◆ Task statement ◆
Copy the lines from the one containing "like [1255, 131]." through the end of the material, swapping "gear shift lever" for "shift stick" and keeping everything else the same.

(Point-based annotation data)
******

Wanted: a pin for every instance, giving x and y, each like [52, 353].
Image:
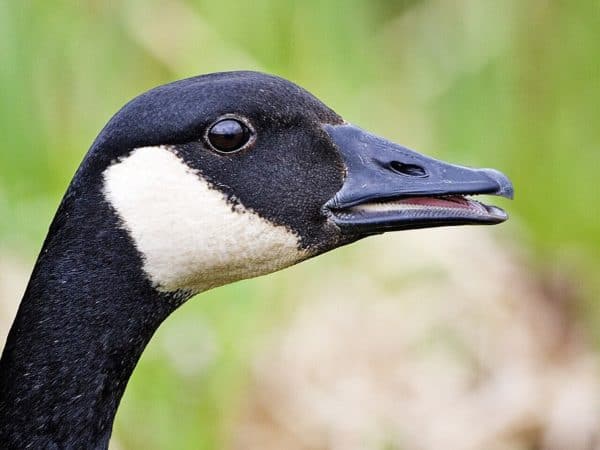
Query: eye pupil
[228, 135]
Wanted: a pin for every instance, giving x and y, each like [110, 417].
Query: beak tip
[505, 186]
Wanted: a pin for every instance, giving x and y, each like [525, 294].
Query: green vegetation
[512, 85]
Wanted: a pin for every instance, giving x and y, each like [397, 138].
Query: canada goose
[190, 186]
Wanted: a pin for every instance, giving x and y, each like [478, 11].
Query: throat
[82, 325]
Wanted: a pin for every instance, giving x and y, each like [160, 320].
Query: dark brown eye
[228, 135]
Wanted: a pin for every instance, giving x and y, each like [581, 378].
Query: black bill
[389, 187]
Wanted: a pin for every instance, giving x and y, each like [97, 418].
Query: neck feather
[82, 325]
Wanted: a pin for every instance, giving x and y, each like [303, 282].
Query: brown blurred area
[451, 340]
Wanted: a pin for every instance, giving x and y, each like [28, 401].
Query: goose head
[193, 185]
[233, 175]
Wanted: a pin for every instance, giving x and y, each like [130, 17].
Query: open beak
[389, 187]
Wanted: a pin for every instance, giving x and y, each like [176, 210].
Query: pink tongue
[447, 202]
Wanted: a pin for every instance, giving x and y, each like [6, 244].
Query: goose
[190, 186]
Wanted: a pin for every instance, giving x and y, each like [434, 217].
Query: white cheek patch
[189, 235]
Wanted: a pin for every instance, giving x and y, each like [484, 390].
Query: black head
[271, 149]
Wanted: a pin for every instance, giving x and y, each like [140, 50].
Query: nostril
[412, 170]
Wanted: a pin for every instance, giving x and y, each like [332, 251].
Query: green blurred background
[507, 84]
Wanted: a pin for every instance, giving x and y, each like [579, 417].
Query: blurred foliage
[512, 85]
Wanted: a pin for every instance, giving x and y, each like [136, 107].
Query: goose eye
[228, 135]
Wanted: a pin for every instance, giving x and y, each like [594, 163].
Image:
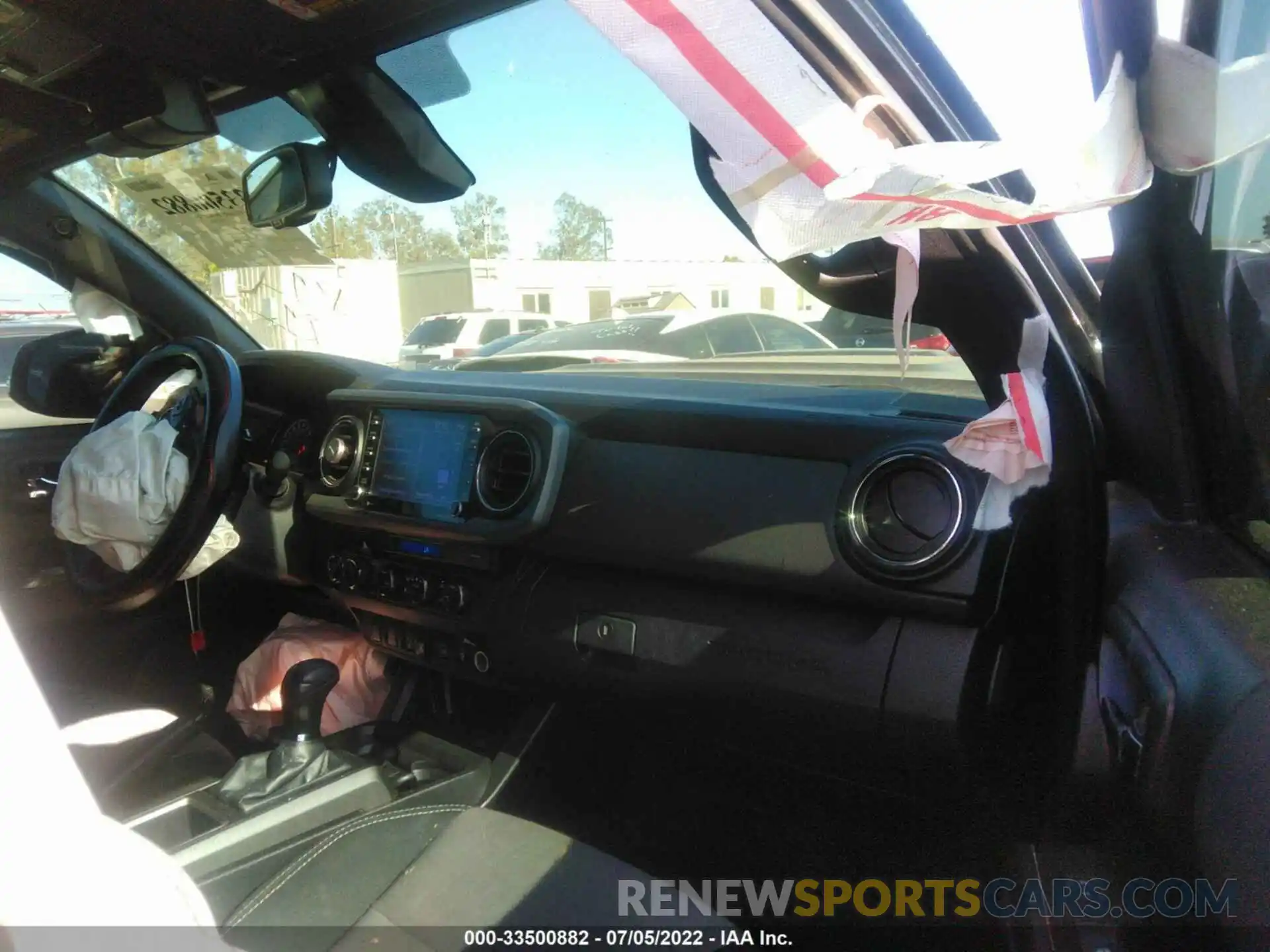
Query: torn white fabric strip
[1013, 444]
[806, 172]
[1197, 114]
[908, 257]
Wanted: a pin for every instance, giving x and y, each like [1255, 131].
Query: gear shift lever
[305, 687]
[302, 757]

******

◆ Full response ◆
Wanted: a pin for every instance, giving x and y, each like [1255, 131].
Query: shift stick
[305, 687]
[302, 757]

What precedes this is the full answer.